**REQUIRED WORK**
Retype the following records exactly and exclude the pictures.

**MATERIALS PROVIDED**

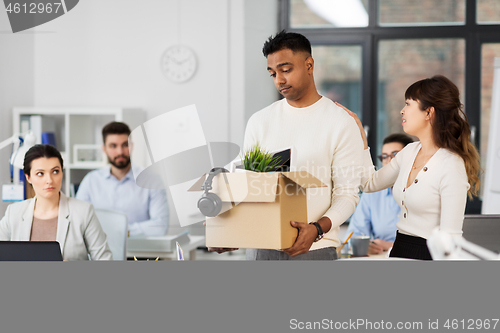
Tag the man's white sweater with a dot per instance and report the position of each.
(325, 142)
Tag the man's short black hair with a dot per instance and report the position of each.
(114, 127)
(287, 40)
(399, 138)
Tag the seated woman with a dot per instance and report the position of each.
(430, 178)
(52, 216)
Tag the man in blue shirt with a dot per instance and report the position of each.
(377, 213)
(113, 187)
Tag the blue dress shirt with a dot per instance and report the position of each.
(376, 216)
(146, 209)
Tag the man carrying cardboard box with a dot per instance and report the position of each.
(325, 142)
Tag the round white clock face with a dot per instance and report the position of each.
(178, 63)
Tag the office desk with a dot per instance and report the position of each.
(148, 247)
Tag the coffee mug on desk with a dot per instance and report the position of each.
(360, 245)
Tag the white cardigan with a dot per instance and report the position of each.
(436, 198)
(79, 232)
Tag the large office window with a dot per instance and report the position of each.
(400, 42)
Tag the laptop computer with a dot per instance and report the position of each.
(483, 230)
(30, 251)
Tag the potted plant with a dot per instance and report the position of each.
(258, 160)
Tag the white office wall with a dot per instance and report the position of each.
(107, 53)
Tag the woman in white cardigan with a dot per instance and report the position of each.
(52, 216)
(430, 178)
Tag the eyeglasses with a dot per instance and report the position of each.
(383, 157)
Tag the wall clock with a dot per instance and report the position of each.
(178, 63)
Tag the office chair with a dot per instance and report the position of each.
(115, 225)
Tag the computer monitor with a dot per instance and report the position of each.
(30, 251)
(483, 230)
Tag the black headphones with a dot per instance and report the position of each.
(210, 204)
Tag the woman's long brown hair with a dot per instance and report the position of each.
(450, 128)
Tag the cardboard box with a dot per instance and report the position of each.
(258, 208)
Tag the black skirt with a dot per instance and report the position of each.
(411, 247)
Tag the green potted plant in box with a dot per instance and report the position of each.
(258, 160)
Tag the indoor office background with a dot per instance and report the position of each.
(107, 53)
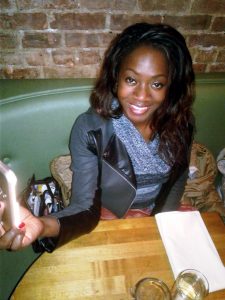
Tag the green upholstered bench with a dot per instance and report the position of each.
(35, 121)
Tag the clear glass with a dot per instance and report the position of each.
(150, 288)
(190, 285)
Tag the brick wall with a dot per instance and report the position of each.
(67, 38)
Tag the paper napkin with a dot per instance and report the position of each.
(189, 246)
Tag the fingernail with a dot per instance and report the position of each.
(21, 225)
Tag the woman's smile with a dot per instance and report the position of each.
(143, 85)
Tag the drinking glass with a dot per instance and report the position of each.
(190, 284)
(150, 288)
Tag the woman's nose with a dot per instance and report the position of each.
(142, 92)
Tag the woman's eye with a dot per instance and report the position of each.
(157, 85)
(130, 80)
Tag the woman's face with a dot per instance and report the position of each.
(143, 84)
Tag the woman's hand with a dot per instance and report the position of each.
(27, 232)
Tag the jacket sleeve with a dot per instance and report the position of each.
(83, 213)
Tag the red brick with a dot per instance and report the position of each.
(8, 41)
(205, 56)
(63, 57)
(78, 21)
(37, 57)
(23, 21)
(199, 68)
(166, 5)
(74, 72)
(206, 40)
(11, 57)
(87, 40)
(30, 4)
(120, 21)
(107, 4)
(21, 73)
(219, 24)
(221, 56)
(96, 4)
(60, 4)
(217, 67)
(129, 5)
(89, 57)
(194, 22)
(7, 4)
(208, 6)
(41, 40)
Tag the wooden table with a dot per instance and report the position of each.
(106, 263)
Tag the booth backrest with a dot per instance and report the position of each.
(36, 117)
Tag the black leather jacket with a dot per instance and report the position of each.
(114, 187)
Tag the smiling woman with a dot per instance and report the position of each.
(142, 87)
(131, 149)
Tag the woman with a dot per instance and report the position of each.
(130, 150)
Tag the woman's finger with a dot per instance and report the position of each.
(7, 239)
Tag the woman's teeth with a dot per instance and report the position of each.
(138, 109)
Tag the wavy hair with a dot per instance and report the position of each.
(172, 119)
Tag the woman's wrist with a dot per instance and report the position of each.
(51, 226)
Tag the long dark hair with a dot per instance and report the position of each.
(172, 119)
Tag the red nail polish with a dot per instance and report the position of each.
(21, 225)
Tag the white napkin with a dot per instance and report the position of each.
(189, 246)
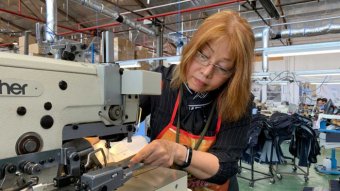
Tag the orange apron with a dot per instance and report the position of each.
(196, 142)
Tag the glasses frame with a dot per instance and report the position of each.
(204, 61)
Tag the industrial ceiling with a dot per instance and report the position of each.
(179, 18)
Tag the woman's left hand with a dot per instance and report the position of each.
(159, 153)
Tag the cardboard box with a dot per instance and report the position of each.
(31, 40)
(123, 49)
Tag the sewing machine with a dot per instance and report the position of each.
(46, 104)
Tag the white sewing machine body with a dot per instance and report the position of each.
(45, 102)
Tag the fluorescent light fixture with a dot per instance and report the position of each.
(131, 64)
(272, 82)
(260, 75)
(335, 72)
(173, 59)
(305, 49)
(326, 83)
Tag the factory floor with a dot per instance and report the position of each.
(289, 182)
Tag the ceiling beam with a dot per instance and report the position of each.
(64, 14)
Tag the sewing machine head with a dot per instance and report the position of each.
(46, 102)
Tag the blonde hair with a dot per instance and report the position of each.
(236, 31)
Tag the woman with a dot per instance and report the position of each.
(200, 121)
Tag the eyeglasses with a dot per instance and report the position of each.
(204, 61)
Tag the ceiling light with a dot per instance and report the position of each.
(282, 82)
(260, 75)
(130, 64)
(305, 49)
(335, 72)
(326, 83)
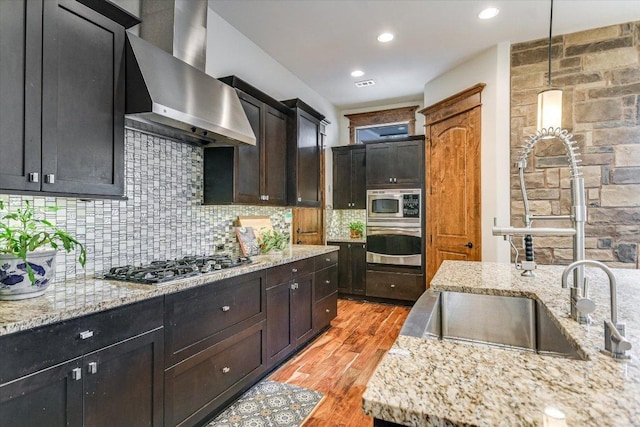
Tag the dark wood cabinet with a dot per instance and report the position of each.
(349, 177)
(395, 163)
(106, 380)
(66, 78)
(304, 151)
(249, 174)
(352, 266)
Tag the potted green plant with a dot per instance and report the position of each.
(356, 229)
(26, 270)
(273, 240)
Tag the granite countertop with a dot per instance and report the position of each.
(347, 239)
(80, 297)
(429, 382)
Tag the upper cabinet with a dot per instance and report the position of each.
(304, 150)
(251, 174)
(392, 164)
(62, 86)
(349, 177)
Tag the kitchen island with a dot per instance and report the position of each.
(429, 382)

**WRITTEN ANSWER**
Tag the man's white sweater with a dot per instance and report the position of each.
(325, 142)
Tag the man's short black hair with a dot per instance and report the position of each.
(114, 127)
(287, 40)
(399, 138)
Tag the seated woman with a dot per instance and report the position of each.
(430, 178)
(52, 216)
Tag the man in blue shirt with a dot per instance and report the position of each.
(377, 213)
(113, 187)
Tag the blue dress shirt with a dot per instance and report the position of each.
(376, 216)
(146, 209)
Tag the man carrying cardboard box with a dot per instance and report the position of each.
(325, 142)
Tag the round white clock face with a dot per instance and report the position of each.
(178, 63)
Tag the office desk with a dot per instance and report the position of each.
(148, 247)
Tag the coffee mug on desk with a dot per instance and report the position of each.
(360, 245)
Tag the white cardigan with a dot per instance and report the position of each.
(436, 198)
(79, 232)
Tag the large office window with a dot per instance and report the position of each.
(400, 42)
Tag the laptop computer with a dot per instance and report the position of each.
(483, 230)
(30, 251)
Tag the potted plant with a dot per instance and report the position of each.
(258, 160)
Tag the white office wall with a dot per instance and report the position of each.
(107, 53)
Tag the woman in white cardigan with a dot per instance and report the position of each.
(52, 216)
(430, 178)
Tag the eyeglasses with a dot per instance and report the position of each.
(383, 157)
Tag the wall clock with a dot per instance and report the position of each.
(178, 63)
Tag the office chair with a dot per instance and report the position of each.
(115, 225)
Tag the computer monitor with a dot per instance and report the position of each.
(30, 251)
(483, 230)
Tag the black headphones with a dot per instance and report the position of each.
(210, 204)
Tag the woman's long brown hair with a dot per instance and report the position of each.
(450, 128)
Tag the cardboard box with a dot per instance and report the position of each.
(258, 208)
Tag the black skirt with a dot per instance and report the position of each.
(411, 247)
Tag the green potted plant in box with a dot per instance and report the position of each.
(258, 160)
Tag the indoor office background with a dot per instance and report the position of each.
(107, 53)
Tag the green upholstered bench with a dot per instance and report the position of each.
(35, 121)
Tag the clear glass with a dot per instance and report the position of each.
(150, 288)
(190, 285)
Tag the brick wall with a dot per instance and report the position of each.
(67, 38)
Tag the paper napkin with a dot per instance and report the position of each.
(189, 246)
Tag the fingernail with a dot per instance and report the position of each.
(21, 225)
Tag the woman's smile with a dot per instance and report the position of each.
(143, 85)
Tag the drinking glass with a dot per instance and report the position of each.
(190, 284)
(150, 288)
Tag the woman's nose with a dot per instance and report the position of each.
(142, 92)
Tag the woman's eye with a dot per instance and report the position of each.
(157, 85)
(130, 80)
Tag the woman's face with a dot per instance and report the position of each.
(143, 84)
Tag the woman's hand with a dot per instance and report the position of each.
(27, 232)
Tag the jacket sleeve with a dot per instance and report the position of each.
(83, 213)
Tag the red brick with a dot per instance and report the position of each.
(8, 41)
(205, 56)
(63, 57)
(78, 21)
(37, 57)
(23, 21)
(199, 68)
(166, 5)
(74, 72)
(206, 40)
(11, 57)
(87, 40)
(30, 4)
(120, 21)
(107, 4)
(21, 73)
(219, 24)
(221, 56)
(96, 4)
(60, 4)
(217, 67)
(129, 5)
(89, 57)
(194, 22)
(7, 4)
(208, 6)
(41, 40)
Tag the wooden table with a dot per instance and report the position of each.
(106, 263)
Tag the booth backrest with a dot per instance and report the position of each.
(36, 117)
Tag the black leather jacket with a dot per instance and report the position of each.
(114, 187)
Tag the smiling woman with a dot per instance and report the position of each.
(142, 87)
(131, 149)
Tag the woman with a dot per instance and report the position of each.
(130, 150)
Tag the woman's finger with a dot per instance and report the position of each.
(7, 239)
Tag the woman's teeth with a dot per instance and report the position of each.
(138, 109)
Tag the wavy hair with a dot per instance and report the position of each.
(172, 119)
Tag the woman's wrist with a dot per instance and report the position of each.
(51, 226)
Tag the long dark hair with a dot per instance and report the position of each.
(172, 119)
Tag the red nail polish with a dot per instance and report the position of each.
(21, 225)
Tag the white napkin with a dot per instance and report the position of each.
(189, 246)
Tag the orange apron with a dot per instance and report the position of each.
(196, 142)
Tag the glasses frame with a dot per instance and report the position of each.
(204, 61)
Tag the industrial ceiling with a dot per instance and report the position of each.
(179, 18)
Tag the woman's left hand with a dot per instance and report the position of each.
(159, 153)
Tag the cardboard box with a dot per instance and report the position of each.
(31, 40)
(123, 49)
Tag the sewing machine with a dot per instance and report the position of each.
(46, 104)
Tag the white sewing machine body with a dot per instance and report the position of each.
(45, 102)
Tag the fluorescent light fixture with a dot per instance and report the position of each.
(131, 64)
(272, 82)
(260, 75)
(335, 72)
(173, 59)
(305, 49)
(326, 83)
Tag the factory floor with a dot per instance and report the position of each.
(289, 182)
Tag the ceiling beam with a dot per instance and report the position of each.
(64, 14)
Tag the sewing machine head with a dot per instance and report the position of each.
(46, 102)
Tag the blonde hair with a dot per instance and report the position of each.
(236, 31)
Tag the woman with a dot per instance and report the position of each.
(200, 121)
Tag the eyeglasses with a dot per instance and report the position of each.
(204, 61)
Tag the ceiling light with a dot per instance and report the position of each.
(282, 82)
(260, 75)
(130, 64)
(305, 49)
(335, 72)
(326, 83)
Tag the dark wood cabinet with a dot per instance and report the position of each.
(349, 177)
(395, 163)
(106, 380)
(66, 78)
(304, 151)
(249, 174)
(352, 266)
Tag the potted green plant with a dot per instance and report the position of each.
(356, 229)
(26, 270)
(273, 240)
Tag the granite countertop with a dot per instance and report the position of each.
(347, 239)
(80, 297)
(429, 382)
Tag the upper cabinet with a dot per instance and report the position of each.
(304, 150)
(251, 174)
(392, 164)
(62, 86)
(349, 177)
Tag the kitchen island with a dot per instance and report the position of each.
(429, 382)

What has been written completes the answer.